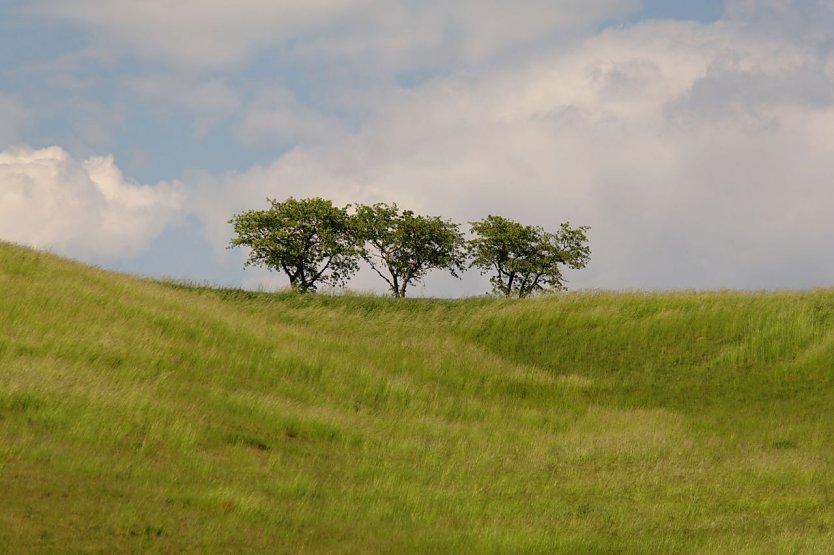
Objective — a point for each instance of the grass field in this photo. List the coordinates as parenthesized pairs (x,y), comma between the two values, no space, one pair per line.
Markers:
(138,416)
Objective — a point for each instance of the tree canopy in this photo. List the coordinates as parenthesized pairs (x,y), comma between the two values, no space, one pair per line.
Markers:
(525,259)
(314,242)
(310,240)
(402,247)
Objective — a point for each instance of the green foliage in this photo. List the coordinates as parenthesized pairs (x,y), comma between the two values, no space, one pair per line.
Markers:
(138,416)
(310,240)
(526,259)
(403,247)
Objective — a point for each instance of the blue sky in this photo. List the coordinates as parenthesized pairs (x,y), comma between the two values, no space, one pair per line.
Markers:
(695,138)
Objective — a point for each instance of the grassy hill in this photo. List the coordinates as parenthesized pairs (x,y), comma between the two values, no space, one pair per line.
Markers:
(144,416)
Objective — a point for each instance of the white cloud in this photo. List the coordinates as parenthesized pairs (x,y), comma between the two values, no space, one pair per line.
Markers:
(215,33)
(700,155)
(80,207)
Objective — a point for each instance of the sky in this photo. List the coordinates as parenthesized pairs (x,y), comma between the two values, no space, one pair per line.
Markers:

YOUR TASK: Set out every line of the data above as a numbered list with no blank lines, and omit the picture.

ANSWER TO THIS TASK:
1. Objective — a point for each instance of the grass field in this photo. List the coordinates as parenthesized pairs (x,y), comma between the two values, no space, one pair per line.
2. Markers:
3. (138,416)
4. Objective — a point for each instance of the tree canopy in this photo. List the coordinates as parenthesized pairs (x,y), comma between the two values, no space, one pair per line.
5. Markers:
6. (525,259)
7. (314,242)
8. (310,240)
9. (402,247)
10. Objective — a point for each instance of the green foliage in this photo. List the coordinates as parenthesized pairs (x,y), comma between the two values, no space, one pair per line.
11. Markers:
12. (138,416)
13. (310,240)
14. (526,259)
15. (403,247)
16. Objective — a point for each instance of the blue sky in this photo. List the coordinates as parenthesized pairs (x,y), comma between the two values, no space, one pair per line.
17. Markers:
18. (695,138)
19. Objective — a point for each instance of the grassy hill in this photo. List the coordinates as parenthesized pairs (x,y), comma between the two values, no space, one pair per line.
20. Markers:
21. (144,416)
22. Objective — a point for each instance of the white cloud in this photo. List the coordinates as parenthesized pairs (x,y), comma between the two values, no space, one pair per line.
23. Markers:
24. (215,33)
25. (700,155)
26. (80,207)
27. Objective — a point for each instance of the sky in this photo. List the coordinates as parenthesized pairs (x,y), comma between the two values, no space, one pair per line.
28. Markers:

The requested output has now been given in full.